» **EXERCISE**: Rewrite everything from the line containing "look for reflection on water" down to the line containing "[276,4,450,90]", putting "slope" in place of "hillside" and keeping all else the same.

--- RAW RECORDS ---

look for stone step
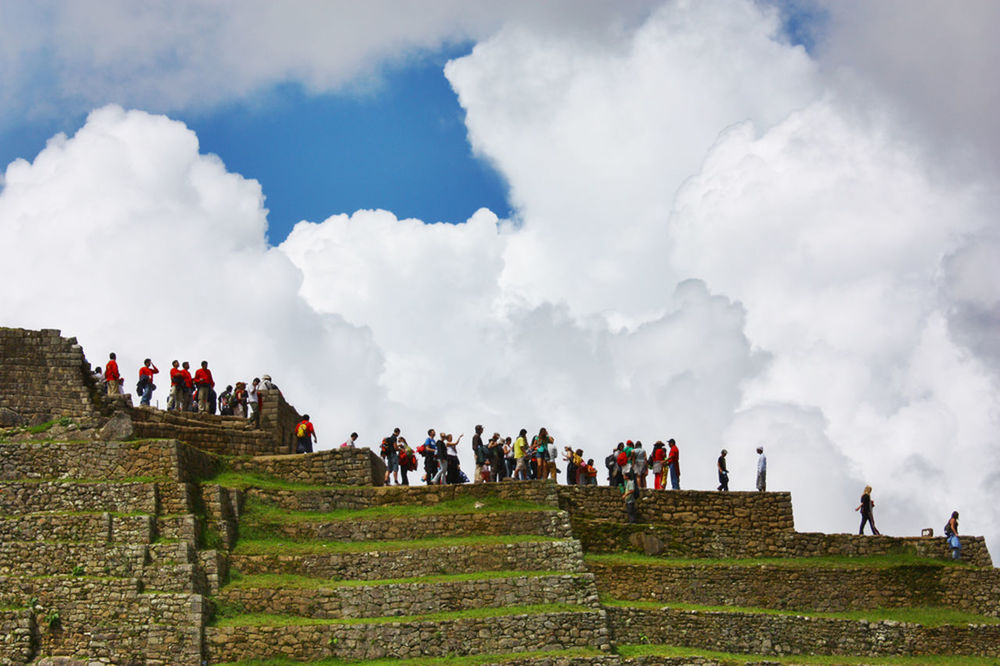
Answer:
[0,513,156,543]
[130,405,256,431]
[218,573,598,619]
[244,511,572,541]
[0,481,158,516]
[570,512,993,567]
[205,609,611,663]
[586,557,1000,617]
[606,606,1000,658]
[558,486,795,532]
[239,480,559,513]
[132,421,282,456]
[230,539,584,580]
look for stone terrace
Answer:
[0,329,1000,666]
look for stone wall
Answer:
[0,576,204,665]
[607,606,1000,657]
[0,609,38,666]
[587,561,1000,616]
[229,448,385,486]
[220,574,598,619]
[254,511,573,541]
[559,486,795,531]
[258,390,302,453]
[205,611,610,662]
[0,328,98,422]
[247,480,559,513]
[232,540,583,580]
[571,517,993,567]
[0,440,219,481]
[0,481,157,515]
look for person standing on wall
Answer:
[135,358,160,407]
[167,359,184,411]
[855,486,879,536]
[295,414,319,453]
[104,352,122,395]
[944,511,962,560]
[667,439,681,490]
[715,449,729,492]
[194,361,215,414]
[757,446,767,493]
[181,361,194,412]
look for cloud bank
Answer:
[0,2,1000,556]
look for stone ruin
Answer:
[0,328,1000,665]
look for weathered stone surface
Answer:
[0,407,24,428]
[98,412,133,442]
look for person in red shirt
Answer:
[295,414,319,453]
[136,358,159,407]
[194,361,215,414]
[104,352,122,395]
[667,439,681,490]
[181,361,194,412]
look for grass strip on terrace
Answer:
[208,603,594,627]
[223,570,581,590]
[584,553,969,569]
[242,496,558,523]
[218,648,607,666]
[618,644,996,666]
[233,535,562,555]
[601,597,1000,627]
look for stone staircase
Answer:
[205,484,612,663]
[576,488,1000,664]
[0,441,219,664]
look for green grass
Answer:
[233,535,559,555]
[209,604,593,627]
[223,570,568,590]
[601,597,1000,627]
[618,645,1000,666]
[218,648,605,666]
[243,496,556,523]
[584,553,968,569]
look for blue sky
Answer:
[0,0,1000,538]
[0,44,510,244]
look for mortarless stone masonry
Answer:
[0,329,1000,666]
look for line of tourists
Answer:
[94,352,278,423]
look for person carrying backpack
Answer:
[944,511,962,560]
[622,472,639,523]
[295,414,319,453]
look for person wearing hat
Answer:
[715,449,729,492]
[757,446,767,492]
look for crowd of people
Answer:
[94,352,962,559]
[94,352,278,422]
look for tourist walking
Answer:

---
--- RAW RECORDS ---

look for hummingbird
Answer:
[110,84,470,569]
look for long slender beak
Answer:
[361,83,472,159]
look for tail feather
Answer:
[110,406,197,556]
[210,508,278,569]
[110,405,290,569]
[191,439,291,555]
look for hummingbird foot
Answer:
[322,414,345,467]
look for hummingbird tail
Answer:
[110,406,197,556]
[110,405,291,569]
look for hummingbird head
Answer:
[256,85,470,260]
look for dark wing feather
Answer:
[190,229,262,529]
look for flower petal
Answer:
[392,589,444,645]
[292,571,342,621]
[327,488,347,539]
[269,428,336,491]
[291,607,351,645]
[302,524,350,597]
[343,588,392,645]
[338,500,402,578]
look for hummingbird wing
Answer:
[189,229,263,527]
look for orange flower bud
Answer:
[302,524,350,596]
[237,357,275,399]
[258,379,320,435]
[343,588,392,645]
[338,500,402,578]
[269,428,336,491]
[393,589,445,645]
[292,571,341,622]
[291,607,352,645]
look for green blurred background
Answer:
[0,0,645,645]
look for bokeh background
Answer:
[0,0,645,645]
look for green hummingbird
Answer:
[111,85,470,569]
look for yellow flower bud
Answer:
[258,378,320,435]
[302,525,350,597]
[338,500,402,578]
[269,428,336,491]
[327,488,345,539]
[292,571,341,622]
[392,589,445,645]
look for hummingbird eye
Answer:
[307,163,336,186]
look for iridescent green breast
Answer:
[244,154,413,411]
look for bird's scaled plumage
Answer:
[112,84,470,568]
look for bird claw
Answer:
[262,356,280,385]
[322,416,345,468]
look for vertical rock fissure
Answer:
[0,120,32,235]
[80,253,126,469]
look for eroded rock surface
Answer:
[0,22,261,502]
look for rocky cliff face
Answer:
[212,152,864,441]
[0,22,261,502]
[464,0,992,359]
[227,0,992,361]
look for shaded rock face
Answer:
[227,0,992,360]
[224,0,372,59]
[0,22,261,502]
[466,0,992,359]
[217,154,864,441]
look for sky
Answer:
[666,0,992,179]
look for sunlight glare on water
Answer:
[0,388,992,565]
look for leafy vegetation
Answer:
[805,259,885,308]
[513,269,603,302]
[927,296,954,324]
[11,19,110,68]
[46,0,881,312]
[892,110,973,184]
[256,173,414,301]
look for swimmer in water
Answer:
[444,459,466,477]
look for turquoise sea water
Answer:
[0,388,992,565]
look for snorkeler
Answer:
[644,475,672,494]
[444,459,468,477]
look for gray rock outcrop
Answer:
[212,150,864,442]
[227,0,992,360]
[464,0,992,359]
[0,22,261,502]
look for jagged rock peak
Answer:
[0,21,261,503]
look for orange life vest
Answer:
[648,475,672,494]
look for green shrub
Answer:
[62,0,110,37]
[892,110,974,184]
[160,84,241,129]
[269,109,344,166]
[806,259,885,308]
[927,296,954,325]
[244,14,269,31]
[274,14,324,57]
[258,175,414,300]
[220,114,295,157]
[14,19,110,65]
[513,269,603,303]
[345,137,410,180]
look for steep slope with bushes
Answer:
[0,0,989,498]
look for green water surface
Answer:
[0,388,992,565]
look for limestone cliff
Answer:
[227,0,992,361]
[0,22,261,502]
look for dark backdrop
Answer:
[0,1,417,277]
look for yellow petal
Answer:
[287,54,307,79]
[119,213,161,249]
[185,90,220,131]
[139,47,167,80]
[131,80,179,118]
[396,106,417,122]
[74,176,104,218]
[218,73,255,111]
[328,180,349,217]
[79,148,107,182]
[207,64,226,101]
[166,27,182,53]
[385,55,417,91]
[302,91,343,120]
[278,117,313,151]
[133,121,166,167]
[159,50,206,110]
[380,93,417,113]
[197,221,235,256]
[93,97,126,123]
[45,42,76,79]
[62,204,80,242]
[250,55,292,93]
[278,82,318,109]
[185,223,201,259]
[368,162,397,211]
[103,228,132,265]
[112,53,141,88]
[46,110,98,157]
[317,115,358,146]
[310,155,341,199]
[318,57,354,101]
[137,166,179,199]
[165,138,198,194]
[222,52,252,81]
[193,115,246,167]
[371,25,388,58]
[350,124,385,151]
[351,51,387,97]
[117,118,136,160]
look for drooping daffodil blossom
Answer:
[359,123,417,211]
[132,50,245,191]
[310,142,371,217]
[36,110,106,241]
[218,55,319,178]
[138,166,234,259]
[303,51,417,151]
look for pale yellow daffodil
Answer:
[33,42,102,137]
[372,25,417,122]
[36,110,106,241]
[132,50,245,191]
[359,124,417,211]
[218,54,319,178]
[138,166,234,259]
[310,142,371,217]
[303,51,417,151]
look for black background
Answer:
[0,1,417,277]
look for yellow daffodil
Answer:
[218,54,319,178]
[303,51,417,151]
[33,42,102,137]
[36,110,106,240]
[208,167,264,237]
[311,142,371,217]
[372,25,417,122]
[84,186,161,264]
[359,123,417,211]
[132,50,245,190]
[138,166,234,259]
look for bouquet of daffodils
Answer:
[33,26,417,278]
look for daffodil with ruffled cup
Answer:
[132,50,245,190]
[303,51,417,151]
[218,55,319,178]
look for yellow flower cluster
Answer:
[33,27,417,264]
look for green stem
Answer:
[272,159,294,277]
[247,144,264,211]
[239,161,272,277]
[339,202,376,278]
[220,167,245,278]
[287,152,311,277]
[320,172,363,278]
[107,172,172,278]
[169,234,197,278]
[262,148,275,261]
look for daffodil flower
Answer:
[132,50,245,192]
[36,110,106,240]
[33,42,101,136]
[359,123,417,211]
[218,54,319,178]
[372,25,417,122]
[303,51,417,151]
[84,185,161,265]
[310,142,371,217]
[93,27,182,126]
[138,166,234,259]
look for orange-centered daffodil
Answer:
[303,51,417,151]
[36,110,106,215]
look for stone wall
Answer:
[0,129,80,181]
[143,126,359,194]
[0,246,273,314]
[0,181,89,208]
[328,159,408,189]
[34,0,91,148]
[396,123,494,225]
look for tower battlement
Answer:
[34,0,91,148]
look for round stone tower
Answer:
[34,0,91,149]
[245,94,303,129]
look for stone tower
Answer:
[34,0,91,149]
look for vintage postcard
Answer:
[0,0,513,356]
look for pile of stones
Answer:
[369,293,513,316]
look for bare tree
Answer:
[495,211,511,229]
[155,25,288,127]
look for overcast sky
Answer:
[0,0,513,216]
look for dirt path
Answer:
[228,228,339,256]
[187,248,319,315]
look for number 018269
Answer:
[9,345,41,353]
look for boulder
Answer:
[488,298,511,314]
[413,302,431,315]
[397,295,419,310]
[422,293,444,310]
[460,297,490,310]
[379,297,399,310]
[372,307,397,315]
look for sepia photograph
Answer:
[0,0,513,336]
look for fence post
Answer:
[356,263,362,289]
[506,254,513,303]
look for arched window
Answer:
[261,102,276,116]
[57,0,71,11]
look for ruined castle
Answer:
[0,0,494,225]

---
--- RAW RECORDS ---

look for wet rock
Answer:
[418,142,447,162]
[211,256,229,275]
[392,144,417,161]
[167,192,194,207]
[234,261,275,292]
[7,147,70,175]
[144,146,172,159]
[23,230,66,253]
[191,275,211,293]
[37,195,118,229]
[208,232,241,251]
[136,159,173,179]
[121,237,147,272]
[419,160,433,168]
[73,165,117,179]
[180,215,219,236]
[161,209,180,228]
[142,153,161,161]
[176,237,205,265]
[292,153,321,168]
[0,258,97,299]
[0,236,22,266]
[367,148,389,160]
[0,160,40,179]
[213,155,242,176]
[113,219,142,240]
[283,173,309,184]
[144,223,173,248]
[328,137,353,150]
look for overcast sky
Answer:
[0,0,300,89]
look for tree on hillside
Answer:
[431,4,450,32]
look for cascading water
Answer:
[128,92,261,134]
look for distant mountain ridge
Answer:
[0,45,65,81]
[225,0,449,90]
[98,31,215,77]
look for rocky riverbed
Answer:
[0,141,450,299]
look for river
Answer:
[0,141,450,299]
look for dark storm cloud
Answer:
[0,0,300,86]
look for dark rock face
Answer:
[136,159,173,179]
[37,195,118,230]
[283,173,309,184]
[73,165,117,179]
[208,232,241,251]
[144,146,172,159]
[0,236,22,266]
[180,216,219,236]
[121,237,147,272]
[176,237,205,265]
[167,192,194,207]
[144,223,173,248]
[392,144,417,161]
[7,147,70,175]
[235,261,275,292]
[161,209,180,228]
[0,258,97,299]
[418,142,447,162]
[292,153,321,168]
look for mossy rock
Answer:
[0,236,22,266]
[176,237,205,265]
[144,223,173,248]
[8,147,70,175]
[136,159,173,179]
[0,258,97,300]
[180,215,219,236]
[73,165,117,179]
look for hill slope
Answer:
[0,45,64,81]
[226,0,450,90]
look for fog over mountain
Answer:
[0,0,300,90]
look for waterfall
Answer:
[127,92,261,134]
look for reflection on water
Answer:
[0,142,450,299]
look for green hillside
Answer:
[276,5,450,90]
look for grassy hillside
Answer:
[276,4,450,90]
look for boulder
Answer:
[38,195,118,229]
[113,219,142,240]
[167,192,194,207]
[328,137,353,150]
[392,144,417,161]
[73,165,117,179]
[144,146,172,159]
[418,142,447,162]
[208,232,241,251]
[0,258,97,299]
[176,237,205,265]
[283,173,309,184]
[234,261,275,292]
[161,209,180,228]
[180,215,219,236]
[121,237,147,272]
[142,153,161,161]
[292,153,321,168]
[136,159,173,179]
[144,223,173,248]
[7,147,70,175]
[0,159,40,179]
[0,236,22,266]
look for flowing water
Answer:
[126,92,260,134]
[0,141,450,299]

---

» **SOLUTION BELOW**:
look for reflection on water
Answer:
[0,142,450,299]
look for green slope
Answer:
[276,5,450,90]
look for grassy slope
Answer:
[276,4,450,90]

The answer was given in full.